**任务目标 A**.
按照这段MySQL排错说明,在问题8中重新初始化mysql数据目录时需要注意什么?
**任务目标 B**.
下列说法是否与这段MySQL排错说明相符?请逐条回答“是”或“否”,并逐字引用起决定作用的原文。
(i) 问题8的解决方案把 group_replication_bootstrap_group 持久化设置为 off。
(ii) 问题9的解决方案在配置参数之前先安装插件。
(iii) 获取初始密码时,要在 error.log 中查找 'temporary password'。
**任务目标 C**.
请从这段MySQL排错说明中含有“-- 临时设置引导模式”的那几个字起,到“# 3. 如果需要重新安装(不推荐,除非插件损坏)”为止,逐字照录原文。

问题8:mysql.plugin表不存在,33061端口未被监听

问题现象

mysqld: table 'mysql.plugin' doesn't exist

没有监听到33061端口。

解决方案

# 1. 重新初始化mysql数据目录(注意:会丢失所有数据!)
sudo systemctl stop mysql
sudo rm -rf /data1/mysql/data/*
sudo -u mysql /data1/mysql/bin/mysqld --initialize \
  --user=mysql \
  --datadir=/data1/mysql/data \
  --basedir=/data1/mysql

# 2. 获取初始密码
sudo grep 'temporary password' /data1/mysql/data/error.log

# 3. 启动mysql并修改密码
sudo systemctl start mysql
# 用临时密码登录并修改
mysql -uroot -p临时密码 -e "alter user 'root'@'localhost' identified by 'mysql#password';"

# 4. 持久化安装和配置group replication插件
mysql -uroot -pmysql#password << 'eof'
-- 安装插件
install plugin group_replication soname 'group_replication.so';

-- 验证插件
select plugin_name, plugin_status 
from information_schema.plugins 
where plugin_name = 'group_replication';

-- 持久化配置参数
set persist group_replication_group_name = 'aaaaaaaa-aaaa-aaaa-aaaa-aaaaaaaaaaaa';
set persist group_replication_local_address = '192.168.65.137:33061';
set persist group_replication_group_seeds = '192.168.65.137:33061,192.168.65.142:33061,192.168.65.143:33061';
set persist group_replication_bootstrap_group = off;
eof

# 5. 验证33061端口
sleep 5
netstat -tlnp | grep 33061

问题9:group replication函数已存在

问题现象

执行install plugin时提示:

function 'group_replication' already exists

解决方案

# 1. 检查插件是否已安装
mysql -uroot -pmysql#password -e "show plugins;" | grep group_replication

# 2. 如果已安装,直接使用已安装的插件继续配置
mysql -uroot -pmysql#password << 'eof'
-- 跳过安装,直接配置
set persist group_replication_group_name = uuid();
set persist group_replication_local_address = '192.168.65.137:33061';
set persist group_replication_group_seeds = '192.168.65.137:33061,192.168.65.142:33061,192.168.65.143:33061';
set persist group_replication_ip_allowlist = '10.0.1.0/24,127.0.0.1/32';

-- 临时设置引导模式
set global group_replication_bootstrap_group = on;

-- 启动组复制
start group_replication;

-- 关闭引导模式
set global group_replication_bootstrap_group = off;
eof

# 3. 如果需要重新安装(不推荐,除非插件损坏)

[命名对象指向条目]
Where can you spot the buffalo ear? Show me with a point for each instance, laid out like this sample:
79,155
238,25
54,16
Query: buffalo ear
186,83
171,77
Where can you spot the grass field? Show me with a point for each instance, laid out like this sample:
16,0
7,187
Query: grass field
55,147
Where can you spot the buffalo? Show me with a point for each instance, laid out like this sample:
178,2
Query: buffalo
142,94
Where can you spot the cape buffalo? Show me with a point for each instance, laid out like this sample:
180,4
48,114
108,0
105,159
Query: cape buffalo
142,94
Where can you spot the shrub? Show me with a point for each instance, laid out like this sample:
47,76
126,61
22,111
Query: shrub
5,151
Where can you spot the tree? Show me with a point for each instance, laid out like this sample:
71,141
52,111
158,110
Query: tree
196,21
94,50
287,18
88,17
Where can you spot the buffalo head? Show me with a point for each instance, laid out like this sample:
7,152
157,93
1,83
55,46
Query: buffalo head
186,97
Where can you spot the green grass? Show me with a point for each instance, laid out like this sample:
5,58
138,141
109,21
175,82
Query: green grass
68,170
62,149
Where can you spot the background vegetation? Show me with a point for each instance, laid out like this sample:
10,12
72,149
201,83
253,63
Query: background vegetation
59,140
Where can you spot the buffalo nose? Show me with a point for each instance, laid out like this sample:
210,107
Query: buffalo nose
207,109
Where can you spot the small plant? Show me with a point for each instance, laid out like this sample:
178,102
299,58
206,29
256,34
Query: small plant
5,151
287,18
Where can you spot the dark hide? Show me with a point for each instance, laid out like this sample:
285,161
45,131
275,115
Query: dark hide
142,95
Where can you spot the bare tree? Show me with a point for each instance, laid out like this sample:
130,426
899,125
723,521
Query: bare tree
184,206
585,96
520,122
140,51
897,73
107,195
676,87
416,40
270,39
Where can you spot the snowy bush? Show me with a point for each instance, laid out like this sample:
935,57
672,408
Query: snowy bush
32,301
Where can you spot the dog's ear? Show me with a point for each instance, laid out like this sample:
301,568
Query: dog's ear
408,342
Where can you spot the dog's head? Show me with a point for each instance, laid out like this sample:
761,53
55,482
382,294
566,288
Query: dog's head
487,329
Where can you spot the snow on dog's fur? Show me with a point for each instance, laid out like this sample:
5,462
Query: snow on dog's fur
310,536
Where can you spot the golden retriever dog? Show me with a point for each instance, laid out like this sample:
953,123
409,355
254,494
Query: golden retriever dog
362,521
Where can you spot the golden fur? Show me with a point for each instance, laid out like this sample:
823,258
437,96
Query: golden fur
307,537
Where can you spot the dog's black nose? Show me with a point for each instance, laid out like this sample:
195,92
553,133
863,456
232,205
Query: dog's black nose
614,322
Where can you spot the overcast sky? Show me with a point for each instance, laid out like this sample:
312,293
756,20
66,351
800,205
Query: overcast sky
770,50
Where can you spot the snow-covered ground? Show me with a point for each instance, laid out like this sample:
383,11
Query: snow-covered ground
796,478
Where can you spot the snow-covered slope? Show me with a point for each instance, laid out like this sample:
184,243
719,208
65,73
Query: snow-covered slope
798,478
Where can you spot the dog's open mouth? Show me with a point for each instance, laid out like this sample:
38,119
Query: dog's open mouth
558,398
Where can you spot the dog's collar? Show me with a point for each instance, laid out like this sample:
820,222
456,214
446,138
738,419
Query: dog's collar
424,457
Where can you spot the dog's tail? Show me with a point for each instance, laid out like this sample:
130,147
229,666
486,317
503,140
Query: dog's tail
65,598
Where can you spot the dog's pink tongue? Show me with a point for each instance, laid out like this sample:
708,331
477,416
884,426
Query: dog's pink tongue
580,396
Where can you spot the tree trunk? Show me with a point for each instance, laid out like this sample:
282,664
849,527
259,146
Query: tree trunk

**输出结果 A**.
会丢失所有数据。

**输出结果 B**.
(i) 是:“set persist group_replication_bootstrap_group = off;”
(ii) 否:“-- 跳过安装,直接配置”
(iii) 是:“sudo grep 'temporary password' /data1/mysql/data/error.log”

**输出结果 C**.
-- 临时设置引导模式
set global group_replication_bootstrap_group = on;

-- 启动组复制
start group_replication;

-- 关闭引导模式
set global group_replication_bootstrap_group = off;
eof

# 3. 如果需要重新安装(不推荐,除非插件损坏)